● TEXTO FORNECIDO
>>>

Por outro lado, Lopes et al. (2019) afirmam sobre a quantidade expressiva de bovinos no município de Boca do Acre, ao favorecer a implantação de frigoríficos, cujo rebanho bovino era de 400 mil unidades em 2019. A carne processada pelos frigoríficos do município de Boca do Acre é vendida a cidade de Manaus e estados brasileiros, cujos frigoríficos geram diretamente mais de 400 empregos, para uma população com cerca de 8 mil famílias.
Apesar do PIB municipal apresentar aproximadamente R$ 13,7 mil, o IDH é de apenas 0,588, representando problemas sociais de distribuição de renda. O município de Boca do Acre apresenta alta taxa de mortalidade infantil (22 óbitos/mil nascidos vivos) e apenas 6% dos domicílios com esgoto tratado, com segundo pior indicador estadual para risco de contágio de doenças pela falta de tratamento da água (IBGE, 2020a). Ao possuir mais de 20 mil habitantes, o município de Boca do Acre possui a obrigatoriedade de elaboração de Plano Diretor, com a proposta para áreas de zoneamento ambiental e aplicação das práticas de conservação do solo.

<<<

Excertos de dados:
>>>

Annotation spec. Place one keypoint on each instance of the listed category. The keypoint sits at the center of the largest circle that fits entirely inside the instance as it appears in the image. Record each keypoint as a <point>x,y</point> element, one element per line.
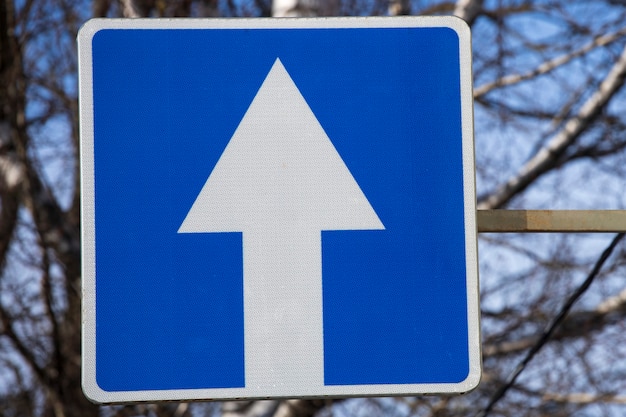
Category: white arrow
<point>280,182</point>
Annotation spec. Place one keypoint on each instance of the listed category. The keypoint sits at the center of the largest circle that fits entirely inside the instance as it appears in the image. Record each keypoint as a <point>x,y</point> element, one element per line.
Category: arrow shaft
<point>283,311</point>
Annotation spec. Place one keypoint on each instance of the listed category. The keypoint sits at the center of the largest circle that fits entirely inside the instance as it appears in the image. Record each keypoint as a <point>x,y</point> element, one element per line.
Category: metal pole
<point>551,221</point>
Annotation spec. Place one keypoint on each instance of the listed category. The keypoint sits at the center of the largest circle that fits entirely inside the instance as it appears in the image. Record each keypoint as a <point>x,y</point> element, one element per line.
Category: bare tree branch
<point>547,157</point>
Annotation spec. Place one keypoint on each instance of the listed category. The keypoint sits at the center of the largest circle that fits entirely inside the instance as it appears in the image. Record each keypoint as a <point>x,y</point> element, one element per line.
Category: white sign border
<point>85,36</point>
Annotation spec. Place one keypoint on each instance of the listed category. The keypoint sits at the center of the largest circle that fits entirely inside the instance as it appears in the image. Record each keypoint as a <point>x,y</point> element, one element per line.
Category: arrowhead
<point>280,170</point>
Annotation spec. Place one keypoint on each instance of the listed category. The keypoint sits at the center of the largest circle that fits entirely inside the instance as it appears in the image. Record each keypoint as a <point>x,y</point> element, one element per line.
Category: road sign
<point>277,208</point>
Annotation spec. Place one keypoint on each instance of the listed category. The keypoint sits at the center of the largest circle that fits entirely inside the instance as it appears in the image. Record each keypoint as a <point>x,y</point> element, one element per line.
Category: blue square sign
<point>277,208</point>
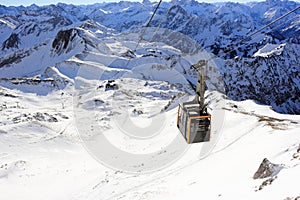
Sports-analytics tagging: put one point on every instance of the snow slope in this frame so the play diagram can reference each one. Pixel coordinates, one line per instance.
(54, 128)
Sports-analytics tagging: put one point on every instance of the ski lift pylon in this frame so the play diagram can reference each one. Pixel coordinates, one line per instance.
(193, 120)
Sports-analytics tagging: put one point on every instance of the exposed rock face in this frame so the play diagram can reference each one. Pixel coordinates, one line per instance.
(267, 169)
(63, 39)
(12, 42)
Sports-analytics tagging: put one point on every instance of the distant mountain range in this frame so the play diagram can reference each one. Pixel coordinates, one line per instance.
(265, 68)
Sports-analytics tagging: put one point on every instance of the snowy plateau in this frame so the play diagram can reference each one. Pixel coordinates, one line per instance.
(89, 98)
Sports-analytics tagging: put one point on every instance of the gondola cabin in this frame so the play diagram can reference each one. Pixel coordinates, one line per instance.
(193, 125)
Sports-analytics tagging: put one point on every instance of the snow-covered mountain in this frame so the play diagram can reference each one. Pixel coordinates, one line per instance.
(92, 70)
(28, 31)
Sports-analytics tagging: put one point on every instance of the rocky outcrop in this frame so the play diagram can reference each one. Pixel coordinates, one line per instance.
(267, 169)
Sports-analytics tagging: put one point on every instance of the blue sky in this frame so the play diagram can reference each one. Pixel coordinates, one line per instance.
(78, 2)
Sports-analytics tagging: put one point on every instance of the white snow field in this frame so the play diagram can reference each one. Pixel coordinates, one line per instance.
(53, 128)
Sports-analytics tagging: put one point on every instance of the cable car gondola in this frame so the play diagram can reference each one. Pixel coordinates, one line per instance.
(193, 120)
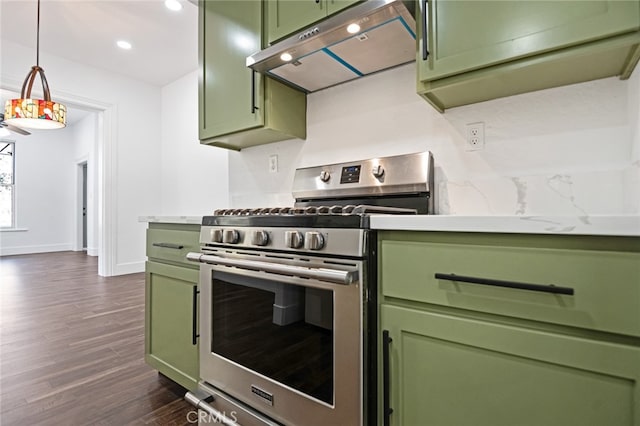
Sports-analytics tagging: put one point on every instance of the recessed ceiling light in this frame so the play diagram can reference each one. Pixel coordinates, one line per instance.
(174, 5)
(124, 44)
(353, 28)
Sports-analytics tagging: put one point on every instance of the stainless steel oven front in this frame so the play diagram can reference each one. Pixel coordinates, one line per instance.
(282, 333)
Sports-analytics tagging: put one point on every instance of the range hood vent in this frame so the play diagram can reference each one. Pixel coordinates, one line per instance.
(328, 54)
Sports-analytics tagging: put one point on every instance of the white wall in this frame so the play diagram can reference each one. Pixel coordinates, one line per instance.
(130, 155)
(48, 190)
(194, 177)
(562, 151)
(45, 194)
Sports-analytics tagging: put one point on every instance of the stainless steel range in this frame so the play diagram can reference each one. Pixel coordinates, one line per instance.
(288, 296)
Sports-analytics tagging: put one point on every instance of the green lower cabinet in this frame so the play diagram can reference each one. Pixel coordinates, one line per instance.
(450, 370)
(171, 300)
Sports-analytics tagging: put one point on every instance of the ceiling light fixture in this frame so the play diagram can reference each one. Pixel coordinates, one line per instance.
(123, 44)
(174, 5)
(35, 113)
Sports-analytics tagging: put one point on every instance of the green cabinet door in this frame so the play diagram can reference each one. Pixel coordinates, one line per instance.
(171, 301)
(455, 371)
(481, 50)
(229, 31)
(238, 107)
(287, 16)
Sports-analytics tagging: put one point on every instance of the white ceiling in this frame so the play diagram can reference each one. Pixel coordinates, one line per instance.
(85, 31)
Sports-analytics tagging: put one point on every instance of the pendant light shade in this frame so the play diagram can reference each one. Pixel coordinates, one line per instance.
(29, 113)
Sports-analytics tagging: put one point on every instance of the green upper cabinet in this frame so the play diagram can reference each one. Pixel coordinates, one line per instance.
(480, 50)
(238, 107)
(449, 370)
(288, 16)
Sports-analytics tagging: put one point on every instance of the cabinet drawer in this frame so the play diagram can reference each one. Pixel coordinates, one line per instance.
(605, 282)
(172, 245)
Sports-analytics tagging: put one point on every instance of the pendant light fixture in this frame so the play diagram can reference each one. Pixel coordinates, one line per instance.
(35, 113)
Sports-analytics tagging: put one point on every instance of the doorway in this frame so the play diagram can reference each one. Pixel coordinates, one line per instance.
(84, 239)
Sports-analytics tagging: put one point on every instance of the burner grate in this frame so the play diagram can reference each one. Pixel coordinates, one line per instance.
(350, 209)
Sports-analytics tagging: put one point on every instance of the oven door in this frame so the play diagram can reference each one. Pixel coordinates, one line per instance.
(283, 334)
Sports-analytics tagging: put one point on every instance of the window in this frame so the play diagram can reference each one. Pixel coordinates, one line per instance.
(7, 185)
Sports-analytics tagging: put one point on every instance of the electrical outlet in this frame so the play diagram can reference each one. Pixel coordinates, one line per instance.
(475, 136)
(273, 163)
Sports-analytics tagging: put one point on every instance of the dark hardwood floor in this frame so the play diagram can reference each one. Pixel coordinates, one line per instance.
(72, 347)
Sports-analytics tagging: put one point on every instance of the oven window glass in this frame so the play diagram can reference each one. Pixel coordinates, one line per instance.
(282, 331)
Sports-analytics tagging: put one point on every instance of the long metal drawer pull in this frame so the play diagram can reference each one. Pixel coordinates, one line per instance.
(194, 317)
(219, 416)
(386, 375)
(169, 245)
(509, 284)
(332, 275)
(425, 31)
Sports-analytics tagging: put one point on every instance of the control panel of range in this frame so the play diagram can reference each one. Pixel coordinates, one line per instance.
(345, 242)
(410, 173)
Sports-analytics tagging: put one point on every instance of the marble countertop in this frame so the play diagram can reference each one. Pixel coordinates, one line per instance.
(572, 225)
(171, 219)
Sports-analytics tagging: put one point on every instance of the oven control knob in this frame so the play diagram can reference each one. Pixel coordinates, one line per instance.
(230, 236)
(313, 241)
(378, 171)
(293, 239)
(215, 236)
(260, 238)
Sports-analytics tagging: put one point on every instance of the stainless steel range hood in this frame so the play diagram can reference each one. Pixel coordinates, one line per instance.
(327, 54)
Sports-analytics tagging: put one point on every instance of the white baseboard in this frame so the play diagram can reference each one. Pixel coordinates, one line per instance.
(48, 248)
(128, 268)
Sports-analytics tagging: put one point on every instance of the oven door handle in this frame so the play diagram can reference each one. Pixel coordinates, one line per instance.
(322, 274)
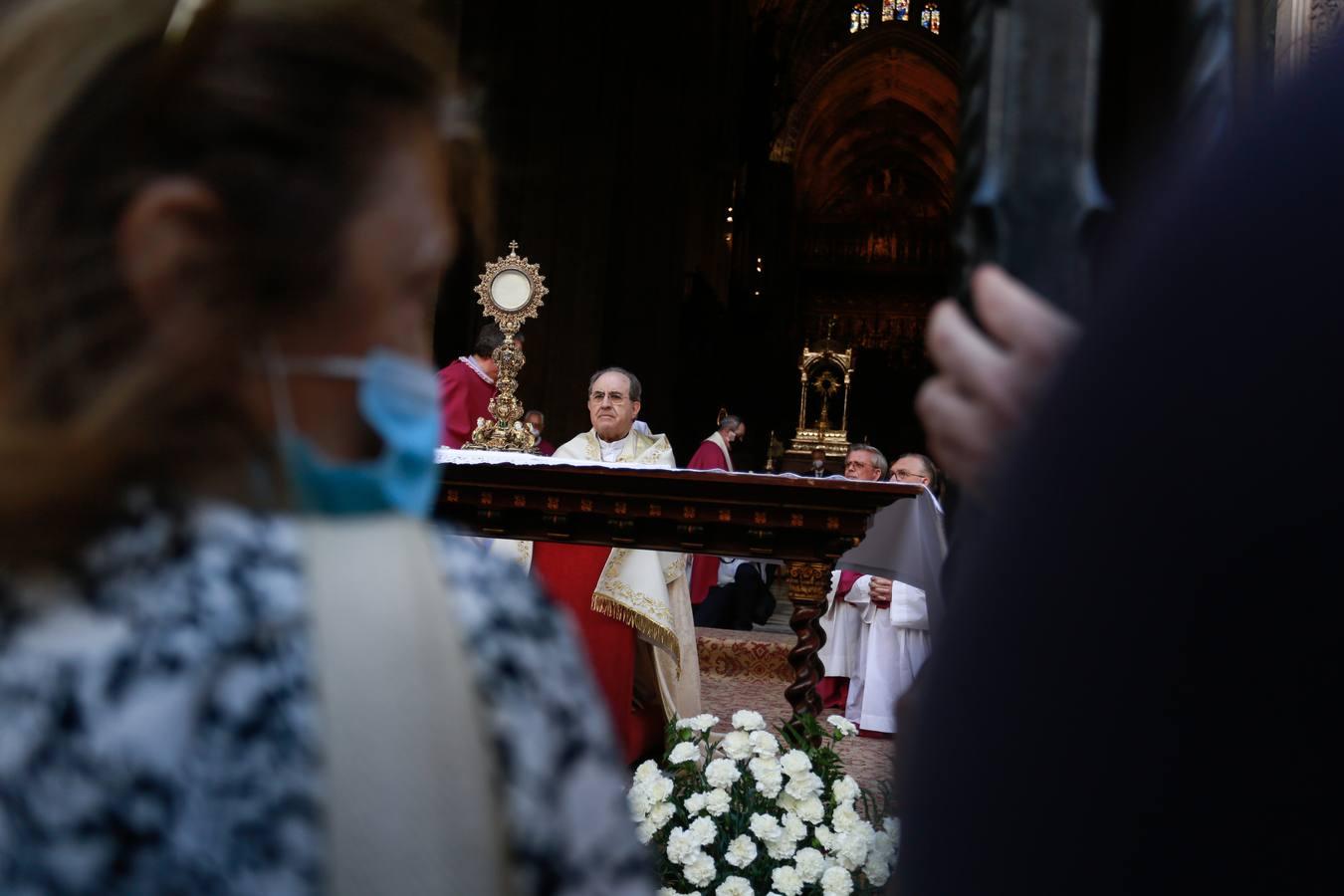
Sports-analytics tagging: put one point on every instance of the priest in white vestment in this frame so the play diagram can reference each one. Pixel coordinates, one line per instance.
(843, 619)
(633, 607)
(894, 627)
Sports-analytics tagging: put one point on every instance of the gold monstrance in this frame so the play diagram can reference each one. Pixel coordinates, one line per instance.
(510, 291)
(825, 369)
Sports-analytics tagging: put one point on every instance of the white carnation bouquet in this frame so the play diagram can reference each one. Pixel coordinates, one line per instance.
(744, 815)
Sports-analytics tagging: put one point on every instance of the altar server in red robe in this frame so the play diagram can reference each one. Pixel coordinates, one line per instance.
(467, 385)
(714, 454)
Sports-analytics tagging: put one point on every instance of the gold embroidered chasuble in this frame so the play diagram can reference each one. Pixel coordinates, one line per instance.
(647, 590)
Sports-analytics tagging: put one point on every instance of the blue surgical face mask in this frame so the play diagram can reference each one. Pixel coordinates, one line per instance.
(398, 398)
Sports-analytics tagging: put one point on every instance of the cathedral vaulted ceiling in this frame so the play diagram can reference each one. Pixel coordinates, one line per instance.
(871, 121)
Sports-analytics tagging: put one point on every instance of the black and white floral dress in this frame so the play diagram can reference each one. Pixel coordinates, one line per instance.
(158, 729)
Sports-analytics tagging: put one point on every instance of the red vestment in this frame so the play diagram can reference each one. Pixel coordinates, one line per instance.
(705, 568)
(835, 689)
(464, 396)
(570, 573)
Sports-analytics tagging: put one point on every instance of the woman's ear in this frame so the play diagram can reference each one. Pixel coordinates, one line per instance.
(165, 237)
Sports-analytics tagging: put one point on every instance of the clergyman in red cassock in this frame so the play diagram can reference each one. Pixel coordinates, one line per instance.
(467, 385)
(714, 454)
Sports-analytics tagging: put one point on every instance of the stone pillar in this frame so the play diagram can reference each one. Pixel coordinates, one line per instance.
(1301, 30)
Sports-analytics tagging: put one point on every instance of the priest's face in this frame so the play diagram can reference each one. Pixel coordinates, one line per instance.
(610, 407)
(860, 465)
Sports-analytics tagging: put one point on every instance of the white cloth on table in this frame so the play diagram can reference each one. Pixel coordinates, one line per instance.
(843, 623)
(893, 646)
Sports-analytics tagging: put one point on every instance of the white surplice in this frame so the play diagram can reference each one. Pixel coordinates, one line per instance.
(893, 645)
(841, 622)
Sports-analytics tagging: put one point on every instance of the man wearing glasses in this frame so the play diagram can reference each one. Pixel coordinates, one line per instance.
(632, 607)
(843, 621)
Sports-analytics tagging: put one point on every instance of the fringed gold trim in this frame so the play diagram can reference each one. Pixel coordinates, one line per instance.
(657, 634)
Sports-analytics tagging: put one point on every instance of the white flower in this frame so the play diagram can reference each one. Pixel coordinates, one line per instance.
(767, 827)
(852, 845)
(844, 817)
(734, 885)
(845, 790)
(660, 815)
(769, 781)
(717, 802)
(786, 880)
(702, 830)
(805, 786)
(793, 826)
(682, 846)
(660, 788)
(824, 835)
(699, 871)
(878, 868)
(812, 811)
(795, 764)
(741, 852)
(883, 848)
(836, 881)
(684, 751)
(841, 724)
(764, 743)
(701, 723)
(737, 746)
(638, 800)
(748, 720)
(809, 864)
(783, 848)
(722, 773)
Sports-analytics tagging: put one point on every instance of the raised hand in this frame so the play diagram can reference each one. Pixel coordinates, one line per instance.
(987, 379)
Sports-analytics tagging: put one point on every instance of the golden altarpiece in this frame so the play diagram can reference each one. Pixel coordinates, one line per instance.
(824, 376)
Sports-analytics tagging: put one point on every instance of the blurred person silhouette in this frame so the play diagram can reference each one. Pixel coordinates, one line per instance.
(233, 654)
(1131, 692)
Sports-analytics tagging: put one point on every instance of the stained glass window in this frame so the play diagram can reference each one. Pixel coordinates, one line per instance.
(930, 18)
(857, 18)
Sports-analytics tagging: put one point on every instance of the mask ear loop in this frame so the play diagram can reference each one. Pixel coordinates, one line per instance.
(283, 410)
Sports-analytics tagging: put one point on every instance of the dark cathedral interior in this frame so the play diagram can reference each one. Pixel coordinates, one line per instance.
(713, 185)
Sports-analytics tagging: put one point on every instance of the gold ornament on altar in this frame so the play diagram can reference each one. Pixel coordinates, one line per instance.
(511, 291)
(822, 371)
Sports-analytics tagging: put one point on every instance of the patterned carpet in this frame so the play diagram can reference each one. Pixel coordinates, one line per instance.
(750, 670)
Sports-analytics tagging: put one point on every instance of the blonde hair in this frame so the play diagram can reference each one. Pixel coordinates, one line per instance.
(277, 107)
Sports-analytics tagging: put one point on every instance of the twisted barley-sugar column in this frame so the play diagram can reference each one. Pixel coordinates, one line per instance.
(808, 587)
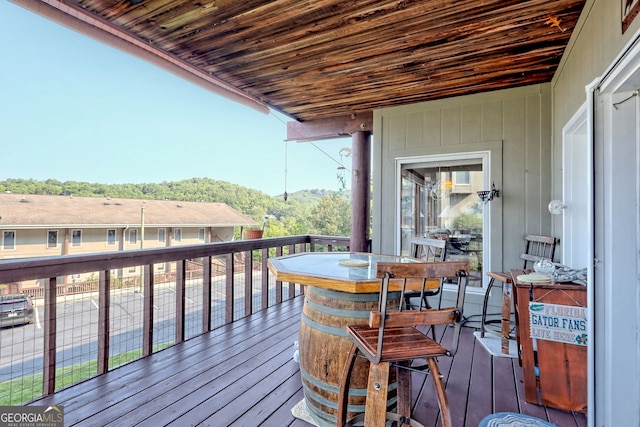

<<<

● REQUISITOS DO EXERCÍCIO
a – Como fica o trecho do texto sobre Boca do Acre de "Por outro lado, Lopes" a "8 mil famílias." se você trocar "frigoríficos" por "abatedouros"?
b – Como você continuaria o texto sobre o município de Boca do Acre a partir do ponto em que ele termina?
Os registros não têm papel algum nesta atividade.

● RESPOSTAS EM ORDEM
a –
Por outro lado, Lopes et al. (2019) afirmam sobre a quantidade expressiva de bovinos no município de Boca do Acre, ao favorecer a implantação de abatedouros, cujo rebanho bovino era de 400 mil unidades em 2019. A carne processada pelos abatedouros do município de Boca do Acre é vendida a cidade de Manaus e estados brasileiros, cujos abatedouros geram diretamente mais de 400 empregos, para uma população com cerca de 8 mil famílias.

b –
A história de Porto Acre está relacionada diretamente ao ciclo da borracha e formação do território do Acre, sendo uma vila fundada por um boliviano em 1899 e tornou-se a capital da República do Acre, cujo movimento foi reprimido pela República Velha em 1903. Até 1992 a vila de Porto Acre pertenceu ao município de Rio Branco. O município de Porto Acre possui uma população de 16,7 mil habitantes, cujo IDH é de 0,576 (IBGE, 2020b).
A maior parte da população economicamente ativa atua em trabalhos no campo e serviços na capital Rio Branco. Aproximadamente 44% da área territorial do Porto Acre é composta por propriedades em projetos de reforma agrária, totalizando 126 mil hectares. Apesar da proposta ideológica de criação dos assentamentos ser direcionada para o extrativismo vegetal com manutenção de árvores da Hevea brasiliensis (seringueira), grande parte das áreas foram desmatadas pelos assentados para pecuária leiteira e plantio de produtos hortifrutigranjeiros, nas palavras de Malavazi et al. (2017).
Em síntese, a parte norte da bacia hidrográfica possui grandes propriedades de pecuária extensiva para bovinos de corte, enquanto a parte sul apresenta assentamentos rurais de agricultura familiar para atividades hortifrutigranjeiras.
Referencial teórico-conceitual
A respeito do Montgomery (2007), as atividades agropecuárias provocaram mudanças nos processos hidrológicos nas vertentes, com a taxa global de erosão induzida pela ação humana em 75 bilhões de toneladas anuais, enquanto a taxa global de erosão nas encostas pela ação natural é de 21 milhões de toneladas.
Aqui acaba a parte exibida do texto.